* [The data]:
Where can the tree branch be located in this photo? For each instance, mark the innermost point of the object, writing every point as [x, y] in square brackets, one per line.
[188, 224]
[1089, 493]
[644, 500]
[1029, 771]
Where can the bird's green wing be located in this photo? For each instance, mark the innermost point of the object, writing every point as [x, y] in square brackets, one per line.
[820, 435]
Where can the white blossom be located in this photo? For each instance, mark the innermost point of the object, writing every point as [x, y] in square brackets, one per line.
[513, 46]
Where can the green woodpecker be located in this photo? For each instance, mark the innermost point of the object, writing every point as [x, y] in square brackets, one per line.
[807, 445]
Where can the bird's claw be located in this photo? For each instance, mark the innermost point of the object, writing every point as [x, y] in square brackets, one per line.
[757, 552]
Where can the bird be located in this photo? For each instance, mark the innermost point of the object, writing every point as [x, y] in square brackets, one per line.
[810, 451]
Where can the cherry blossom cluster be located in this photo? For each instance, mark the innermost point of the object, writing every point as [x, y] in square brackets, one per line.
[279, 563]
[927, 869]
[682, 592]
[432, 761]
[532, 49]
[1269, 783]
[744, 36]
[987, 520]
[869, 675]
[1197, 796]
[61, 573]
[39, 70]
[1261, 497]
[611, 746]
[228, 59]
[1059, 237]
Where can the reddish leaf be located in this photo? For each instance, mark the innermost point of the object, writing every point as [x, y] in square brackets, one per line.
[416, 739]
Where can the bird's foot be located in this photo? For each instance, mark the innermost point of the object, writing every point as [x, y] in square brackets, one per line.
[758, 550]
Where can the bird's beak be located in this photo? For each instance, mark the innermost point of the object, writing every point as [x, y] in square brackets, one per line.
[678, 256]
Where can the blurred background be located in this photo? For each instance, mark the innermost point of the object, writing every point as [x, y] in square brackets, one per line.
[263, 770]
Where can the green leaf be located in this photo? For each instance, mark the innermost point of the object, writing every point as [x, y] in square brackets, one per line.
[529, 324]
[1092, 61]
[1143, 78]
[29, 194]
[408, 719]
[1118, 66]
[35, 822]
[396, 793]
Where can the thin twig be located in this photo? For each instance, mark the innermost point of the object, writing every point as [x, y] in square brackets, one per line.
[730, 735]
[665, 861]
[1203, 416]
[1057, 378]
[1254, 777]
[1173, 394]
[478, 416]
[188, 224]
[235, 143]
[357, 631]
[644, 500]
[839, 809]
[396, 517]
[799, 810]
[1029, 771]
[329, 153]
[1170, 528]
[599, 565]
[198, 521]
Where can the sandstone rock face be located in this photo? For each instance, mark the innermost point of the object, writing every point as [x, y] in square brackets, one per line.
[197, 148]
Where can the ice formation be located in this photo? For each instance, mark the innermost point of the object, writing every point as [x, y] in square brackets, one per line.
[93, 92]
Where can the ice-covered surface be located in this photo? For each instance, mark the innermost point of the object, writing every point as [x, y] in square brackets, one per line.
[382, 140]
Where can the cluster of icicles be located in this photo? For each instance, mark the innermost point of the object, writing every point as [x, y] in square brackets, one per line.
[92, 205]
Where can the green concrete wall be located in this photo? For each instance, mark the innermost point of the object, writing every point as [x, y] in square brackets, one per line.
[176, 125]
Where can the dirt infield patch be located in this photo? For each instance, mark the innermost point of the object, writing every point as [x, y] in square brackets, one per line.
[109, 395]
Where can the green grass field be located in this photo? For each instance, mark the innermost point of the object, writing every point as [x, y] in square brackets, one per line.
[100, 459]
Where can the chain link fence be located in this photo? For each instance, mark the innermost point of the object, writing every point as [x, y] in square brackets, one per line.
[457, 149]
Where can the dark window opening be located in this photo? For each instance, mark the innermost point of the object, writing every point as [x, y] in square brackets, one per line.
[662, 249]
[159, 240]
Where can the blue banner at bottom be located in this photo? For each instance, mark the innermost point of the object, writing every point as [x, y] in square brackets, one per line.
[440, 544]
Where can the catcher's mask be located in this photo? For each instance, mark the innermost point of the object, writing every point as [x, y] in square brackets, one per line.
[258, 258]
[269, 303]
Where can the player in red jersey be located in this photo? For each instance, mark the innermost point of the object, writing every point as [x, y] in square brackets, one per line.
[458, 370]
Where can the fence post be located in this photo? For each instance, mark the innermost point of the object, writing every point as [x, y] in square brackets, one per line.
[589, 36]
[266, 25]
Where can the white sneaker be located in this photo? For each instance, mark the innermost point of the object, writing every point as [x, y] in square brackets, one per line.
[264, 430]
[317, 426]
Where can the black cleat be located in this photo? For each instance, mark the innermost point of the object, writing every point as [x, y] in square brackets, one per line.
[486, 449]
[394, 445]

* [About this exercise]: Could you restate the listing above word for word, leaving nothing out?

* [Written solution]:
Where can the tree branch be located in this photo? For each instance, mark the innermost point of the object, writing every point as [x, y] in square brackets, one per line.
[188, 224]
[1089, 493]
[644, 500]
[1029, 771]
Where can the bird's green wing be located in this photo? For each instance, mark the innermost point of the object, writing every point as [x, y] in square brackets, one per line.
[820, 435]
Where can the white blossom be located in this photo? For each instance, mark the innermost point of the object, writing every point as [x, y] in square brackets, one per line.
[513, 46]
Where can the green woodpecker be located in this photo? For each instance, mark the innermost point of the object, writing every point as [x, y] in square brackets, one per line.
[807, 445]
Where can the bird's claw be located in this photo? For each instance, mark the innermost point of the object, writing every point as [x, y] in square brackets, one per line.
[757, 552]
Where can the bird be located in this photo? For each instance, mark the innermost point of the object, writing every point as [x, y] in square brackets, one per line.
[810, 451]
Where can the cherry blossom cluster be located in this photo? For each instance, mark the innermost point of the object, writing every point as [x, y] in square brackets, one per line.
[279, 563]
[927, 869]
[682, 592]
[432, 761]
[532, 49]
[1269, 783]
[744, 36]
[987, 520]
[869, 675]
[1197, 796]
[61, 573]
[39, 70]
[1261, 497]
[611, 746]
[228, 59]
[1059, 237]
Where can the reddish leaf be located in this photo? For each instance, mark the innermost point of the object, writing every point as [x, y] in square brackets, one per line.
[416, 739]
Where can the bird's foot be located in this photo? For each instance, mark the innermost point of the object, writing every point as [x, y] in square brackets, one per line.
[758, 550]
Where can the bird's beak be located in this photo? For each instance, mark the innermost point of the object, writing every point as [x, y] in square brackets, one per line.
[678, 256]
Where can the blurred background be located in this photo? For each instance, mark the innermost point of the object, writing every point as [x, y] in square brackets, one per line.
[263, 770]
Where can the green leaf be located in this photo? For each instance, mark the innermost point of the object, writing every point as [x, y] in square brackets, one per line.
[529, 324]
[1092, 61]
[1143, 78]
[29, 194]
[408, 719]
[1118, 66]
[35, 822]
[396, 793]
Where can the thin twig be located in this photo? For each instance, mark the innermost point of the object, writing every point as [x, y] in square brackets, one per line.
[730, 735]
[665, 861]
[1203, 416]
[1057, 378]
[1254, 777]
[1173, 394]
[478, 416]
[188, 224]
[235, 143]
[357, 631]
[644, 500]
[839, 809]
[396, 517]
[799, 810]
[1029, 771]
[329, 153]
[1170, 528]
[599, 565]
[198, 521]
Where can the sandstone rock face be located in this photo? For each instance, mark the innermost point of the object, writing every point as [x, y] in square brackets, one per line.
[197, 148]
Where can the ice formation be located in this photo? For each instance, mark the innermost point of the object, writing every point as [x, y] in square brackets, one per line.
[93, 92]
Where can the ice-covered surface be located in this photo? For each instance, mark the innermost point of the object, writing every point as [x, y] in square brackets, one per line.
[382, 140]
Where can the cluster of icicles be located in this photo? For each instance, mark the innermost point of the object, writing every point as [x, y] in square brackets, one per line.
[92, 205]
Where can the green concrete wall be located in this photo? For each instance, mark the innermost point of the object, writing every point as [x, y] in square brackets, one per line.
[176, 125]
Where can the dirt infield patch be located in this photo? For each instance, mark the innermost point of the object, writing every point as [x, y] in square brackets, one per line.
[109, 395]
Where can the green grass field be located in this photo? For each instance, mark the innermost point of the object, writing every point as [x, y] in square brackets, one per line.
[100, 459]
Where can the chain link fence be located in this photo? For each instance, mark the innermost point of the object, writing every point as [x, y] in square brackets, one per line.
[457, 149]
Where can the dark window opening be located in this photo? For each instance, mark the innermost point of the object, writing every point as [x, y] in square brackets, one per line.
[662, 249]
[159, 240]
Where can the blue banner at bottom be located in this photo? For each instance, mark the innermost point of the object, writing every point as [x, y] in square brackets, one per line.
[440, 544]
Where can the catcher's mask be located in this photo? For each instance, mark the innermost point of the object, writing every point as [x, y] in square brackets, one per line.
[258, 258]
[269, 303]
Where can the player in red jersey be located in this photo? For each instance, mark the innermost point of the object, writing every point as [x, y] in square brackets, one per line.
[458, 370]
Where can the fence post be located in this photo? For each instance, mark the innermost point of the object, writing every point as [x, y] in square brackets, one per line.
[589, 36]
[266, 25]
Where can the white sneaker be located in this photo? For each instance, mark the innermost point of the object, writing every point as [x, y] in square brackets, one per line.
[264, 430]
[317, 426]
Where can the black cleat be located in this photo? For each instance, mark the innermost point of the object, writing every point as [x, y] in square brackets, one per line.
[486, 449]
[394, 445]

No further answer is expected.